• **YOUR TASK**
Give back every entry below, exactly as written.

• **DATA FOR REVIEW**

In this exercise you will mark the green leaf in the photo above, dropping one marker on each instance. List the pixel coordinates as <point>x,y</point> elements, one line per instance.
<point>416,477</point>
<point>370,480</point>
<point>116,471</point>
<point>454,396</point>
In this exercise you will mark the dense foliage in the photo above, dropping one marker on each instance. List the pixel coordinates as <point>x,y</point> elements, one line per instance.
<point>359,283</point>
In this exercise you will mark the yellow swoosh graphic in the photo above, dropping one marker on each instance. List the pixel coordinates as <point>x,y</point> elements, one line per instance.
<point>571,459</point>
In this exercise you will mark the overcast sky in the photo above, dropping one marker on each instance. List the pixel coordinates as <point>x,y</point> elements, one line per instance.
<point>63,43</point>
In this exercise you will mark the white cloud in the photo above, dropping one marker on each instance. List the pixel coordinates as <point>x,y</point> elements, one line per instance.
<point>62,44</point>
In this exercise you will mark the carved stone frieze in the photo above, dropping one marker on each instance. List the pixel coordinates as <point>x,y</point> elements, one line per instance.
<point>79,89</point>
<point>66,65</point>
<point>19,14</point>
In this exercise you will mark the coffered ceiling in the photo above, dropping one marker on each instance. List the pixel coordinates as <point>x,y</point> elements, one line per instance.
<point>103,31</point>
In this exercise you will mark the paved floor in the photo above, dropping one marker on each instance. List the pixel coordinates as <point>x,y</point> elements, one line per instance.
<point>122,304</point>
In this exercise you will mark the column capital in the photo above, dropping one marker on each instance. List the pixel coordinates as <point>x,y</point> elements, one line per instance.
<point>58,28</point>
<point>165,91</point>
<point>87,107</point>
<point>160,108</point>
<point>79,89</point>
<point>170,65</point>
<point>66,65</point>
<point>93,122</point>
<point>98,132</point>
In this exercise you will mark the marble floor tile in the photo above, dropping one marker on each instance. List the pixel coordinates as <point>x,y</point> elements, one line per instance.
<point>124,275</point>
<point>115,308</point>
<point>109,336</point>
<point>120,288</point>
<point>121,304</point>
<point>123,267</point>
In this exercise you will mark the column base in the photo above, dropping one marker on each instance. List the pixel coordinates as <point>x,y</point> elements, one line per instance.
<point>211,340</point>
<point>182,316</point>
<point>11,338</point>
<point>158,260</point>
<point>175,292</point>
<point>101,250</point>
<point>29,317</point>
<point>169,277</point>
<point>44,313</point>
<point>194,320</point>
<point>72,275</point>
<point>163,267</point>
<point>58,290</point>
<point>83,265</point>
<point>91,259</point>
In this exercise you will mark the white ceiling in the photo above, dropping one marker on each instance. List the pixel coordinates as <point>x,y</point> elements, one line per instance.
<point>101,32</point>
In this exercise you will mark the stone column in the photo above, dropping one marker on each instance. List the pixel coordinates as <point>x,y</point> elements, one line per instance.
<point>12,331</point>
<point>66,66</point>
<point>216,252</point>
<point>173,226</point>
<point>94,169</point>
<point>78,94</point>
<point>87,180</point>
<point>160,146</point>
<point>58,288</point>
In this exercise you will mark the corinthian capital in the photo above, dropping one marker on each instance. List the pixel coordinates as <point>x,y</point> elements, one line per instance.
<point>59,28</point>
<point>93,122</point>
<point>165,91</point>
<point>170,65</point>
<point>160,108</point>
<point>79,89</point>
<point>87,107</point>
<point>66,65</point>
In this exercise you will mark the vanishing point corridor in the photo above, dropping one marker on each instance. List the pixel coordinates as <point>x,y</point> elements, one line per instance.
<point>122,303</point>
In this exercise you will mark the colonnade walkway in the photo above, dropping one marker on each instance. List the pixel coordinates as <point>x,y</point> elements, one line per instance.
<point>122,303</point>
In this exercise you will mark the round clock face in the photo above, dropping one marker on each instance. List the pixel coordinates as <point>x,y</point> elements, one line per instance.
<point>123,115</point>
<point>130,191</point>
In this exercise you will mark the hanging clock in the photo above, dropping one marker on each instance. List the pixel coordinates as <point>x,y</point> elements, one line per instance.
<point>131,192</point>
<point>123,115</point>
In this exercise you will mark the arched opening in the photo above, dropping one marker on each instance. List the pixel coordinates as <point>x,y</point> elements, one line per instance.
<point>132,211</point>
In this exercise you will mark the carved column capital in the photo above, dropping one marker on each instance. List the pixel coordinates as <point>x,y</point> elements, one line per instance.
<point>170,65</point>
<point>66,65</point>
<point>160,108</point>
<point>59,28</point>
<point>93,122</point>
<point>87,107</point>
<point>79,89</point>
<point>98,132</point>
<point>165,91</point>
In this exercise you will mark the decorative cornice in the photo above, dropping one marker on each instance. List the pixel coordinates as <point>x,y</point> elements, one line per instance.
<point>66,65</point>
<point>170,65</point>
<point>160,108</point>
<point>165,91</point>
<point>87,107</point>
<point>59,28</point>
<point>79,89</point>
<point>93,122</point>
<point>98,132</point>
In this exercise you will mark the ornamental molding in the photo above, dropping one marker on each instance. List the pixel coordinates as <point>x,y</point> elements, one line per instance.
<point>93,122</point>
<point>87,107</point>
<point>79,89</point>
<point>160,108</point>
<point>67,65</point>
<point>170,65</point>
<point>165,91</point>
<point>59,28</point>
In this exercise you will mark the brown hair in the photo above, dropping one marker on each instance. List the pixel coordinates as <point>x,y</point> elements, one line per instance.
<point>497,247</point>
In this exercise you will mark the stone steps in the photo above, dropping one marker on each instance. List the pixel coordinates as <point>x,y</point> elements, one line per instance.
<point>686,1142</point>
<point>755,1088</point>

• **OUTPUT**
In this exercise you will mark the green leaf in the photo above, dropping one marker on each instance. List the pixel coordinates as <point>x,y</point> elements, one line per instance.
<point>416,477</point>
<point>370,480</point>
<point>116,471</point>
<point>454,396</point>
In this exercise you will mark the dense foliage in the photo above, dropping one marker on each instance. List the pixel coordinates as <point>x,y</point> elements, one line per instance.
<point>359,283</point>
In this exercise you will mark the yellow swoosh graphic in the photo above, dropping one marker on each instance. List the pixel coordinates as <point>x,y</point> elements, one line per instance.
<point>571,459</point>
In this exercise you will mark the overcast sky in the photo above, dropping one marker on each instance. List the pixel coordinates as <point>x,y</point> elements, one line per instance.
<point>63,43</point>
In this exercise you will mark the white cloud in the photo above, dropping one marker on each instance. List the pixel coordinates as <point>x,y</point> elements, one line per instance.
<point>62,44</point>
In this exercise you will mark the carved stone frieze in the photo above, dropping one marker on each instance. List the pixel coordinates as <point>x,y</point> elements, one line per instance.
<point>79,89</point>
<point>66,65</point>
<point>19,14</point>
In this exercise you will mark the coffered ceiling in the photo above, dropping one marker on each instance. List the pixel coordinates as <point>x,y</point> elements, one line per instance.
<point>103,31</point>
In this exercise you will mark the paved floor in the photo above, dropping one marker on each instance. List the pixel coordinates as <point>x,y</point> elements, one line per instance.
<point>122,304</point>
In this exercise you will mark the column capital in the photo above, dropping one marker on each instance. List the pixel coordinates as <point>x,y</point> elements, one line per instance.
<point>58,28</point>
<point>165,91</point>
<point>87,107</point>
<point>160,108</point>
<point>79,89</point>
<point>170,65</point>
<point>66,65</point>
<point>93,122</point>
<point>98,132</point>
In this exercise you will mark the marble floor tile in the photo above, dropping one marker on each instance. List the pixel coordinates as <point>x,y</point> elements, one line per instance.
<point>124,275</point>
<point>115,308</point>
<point>109,336</point>
<point>120,288</point>
<point>121,304</point>
<point>123,267</point>
In this exercise you will mark the column base in the photo above, dropping one marker on each instance. List the pixel coordinates as <point>x,y</point> elements, one line per instance.
<point>211,340</point>
<point>182,316</point>
<point>11,338</point>
<point>158,260</point>
<point>175,292</point>
<point>101,250</point>
<point>29,317</point>
<point>169,277</point>
<point>44,313</point>
<point>194,320</point>
<point>72,275</point>
<point>163,267</point>
<point>58,290</point>
<point>83,265</point>
<point>91,259</point>
In this exercise you will mark the white ceiling in the photo above, dropping one marker on each instance. List the pixel coordinates as <point>x,y</point> elements, one line per instance.
<point>101,32</point>
In this exercise you will mark the stone column in the photo above, dropping one marker on each instance. List the pixel coordinates as <point>x,y</point> elements, one line per instance.
<point>12,331</point>
<point>66,66</point>
<point>216,252</point>
<point>173,226</point>
<point>94,169</point>
<point>78,94</point>
<point>87,180</point>
<point>160,146</point>
<point>58,288</point>
In this exercise you will mark the corinthian capital in the photo above, dropping one marker on each instance. List the pixel coordinates as <point>x,y</point> elements, one line per instance.
<point>59,28</point>
<point>93,122</point>
<point>165,91</point>
<point>170,65</point>
<point>160,108</point>
<point>79,89</point>
<point>87,107</point>
<point>66,65</point>
In this exercise you will mark the vanishing point corridor in the photo above, dropping one marker on each instance. List the pixel coordinates as <point>x,y</point> elements, one line per instance.
<point>122,303</point>
In this exercise you will mark the colonnade walkway in the photo above, dropping one marker on each instance. List the pixel coordinates as <point>x,y</point> elements, one line per instance.
<point>122,303</point>
In this exercise you will mark the round clock face in the photo above, dropping one marker on each instance. List the pixel coordinates as <point>x,y</point> elements, one line per instance.
<point>123,115</point>
<point>130,191</point>
In this exercise you will mark the hanging clock in the photo above, dropping one marker on each instance. List the pixel coordinates as <point>x,y</point> elements, one line per instance.
<point>131,192</point>
<point>123,115</point>
In this exercise you will mark the arched opening in the photo above, dropping one marker on each instance. List the pixel coordinates as <point>x,y</point> elements, one line per instance.
<point>132,211</point>
In this exercise you will mark the carved column capital in the photo above, dropping one marker on each instance. List the pixel coordinates as <point>x,y</point> elements, one line per instance.
<point>170,65</point>
<point>66,65</point>
<point>160,108</point>
<point>59,28</point>
<point>93,122</point>
<point>87,107</point>
<point>79,89</point>
<point>98,132</point>
<point>165,91</point>
In this exercise you will mark the decorative cornice in the photo above, dropping one marker on each instance. List the pixel coordinates as <point>x,y</point> elements, one line per instance.
<point>66,65</point>
<point>170,65</point>
<point>160,108</point>
<point>165,91</point>
<point>87,107</point>
<point>59,28</point>
<point>79,89</point>
<point>93,122</point>
<point>98,132</point>
In this exercise you will mark the ornamental molding in the photo above, dropping one marker on each instance. List the pixel coordinates as <point>x,y</point> elements, one line per instance.
<point>93,122</point>
<point>87,107</point>
<point>79,89</point>
<point>160,108</point>
<point>67,65</point>
<point>170,65</point>
<point>165,91</point>
<point>59,28</point>
In this exercise you will mark the brown hair in the photo above, dropping one marker on each instance. List the pixel coordinates as <point>x,y</point> elements, one line per instance.
<point>497,247</point>
In this exercise you will mark the stone steps in the photo above, dropping one marker on each instance. List the pixel coordinates as <point>x,y</point> elements, one line per instance.
<point>686,1142</point>
<point>755,1088</point>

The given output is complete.